Exercise instructions =
**1)** In the forum thread about Vannevar Bush's Memex, what did the microfilm readers built in the 1950s and 1960s use for automatic searching?
**2)** Quote the part of the Memex forum thread that begins at the words "Differential analyzer technology" and stops after the words "military control systems.".
**3)** Write what comes next in the forum thread about the technical evolution of Vannevar Bush's Memex, picking up after its final line.

Selected passage =
>> START

The Technical Evolution of Vannevar Bush’s Memex (2008) - Hooke
http://www.digitalhumanities.org/dhq/vol/2/1/000015/000015.html
======
Animats
There were attempts at Memex-like systems in the 1950s and 1960s. Microfilm
readers with bar codes for automatic searching were built. There was even a
system which used two rolls of microfilm, one of which had updates to the
other, and synchronized them.[1] Change control, the early years.

Differential analyzer technology moved into aiming devices for weapons. Analog
gunnery computers for ships used many of the same components as the
differential analyzer.[2] WWII radar-controlled anti-aircraft guns and the
Nike missile all used analog integrators, but electronic or at least
electromechanical ones. Aircraft through the F-16 used flight control systems
with analog computers.

So, while Bush's work didn't lead to Memex, it led to a long line of effective
military control systems.

[1]
[http://www.google.dj/patents/US3751152](http://www.google.dj/patents/US3751152)
[2]
[https://www.youtube.com/watch?v=FdZZuteFZfo](https://www.youtube.com/watch?v=FdZZuteFZfo)

>> END

(Dataset records)
>> START

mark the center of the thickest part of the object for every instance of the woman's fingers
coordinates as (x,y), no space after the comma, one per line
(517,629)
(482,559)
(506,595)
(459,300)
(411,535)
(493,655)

>> END

Answers to the problems =
**1)** Bar codes.

**2)**
Differential analyzer technology moved into aiming devices for weapons. Analog
gunnery computers for ships used many of the same components as the
differential analyzer.[2] WWII radar-controlled anti-aircraft guns and the
Nike missile all used analog integrators, but electronic or at least
electromechanical ones. Aircraft through the F-16 used flight control systems
with analog computers.

So, while Bush's work didn't lead to Memex, it led to a long line of effective
military control systems.

**3)**
------
currywurst
I am always curious how Vannevar Bush would have perceived the Web ( _" This
is the essential feature of the memex. The process of tying two items together
is the important thing."_) and projects like Wikipedia ( _" Wholly new forms
of encyclopedias will appear, ready made with a mesh of associative trails
running through them"_)

I've by now read this essay a couple of times, and I find myself often
thinking of how one could realize a modern version of this (table and all).

Any modern attempts that anyone could shed a light on?

------
emblem21
Obligatory Laine: Serial Experiments reference

* [https://www.youtube.com/watch?v=uj6ADC8ezxk](https://www.youtube.com/watch?v=uj6ADC8ezxk)

* [https://youtu.be/l1yI7un5NyQ?t=1023](https://youtu.be/l1yI7un5NyQ?t=1023)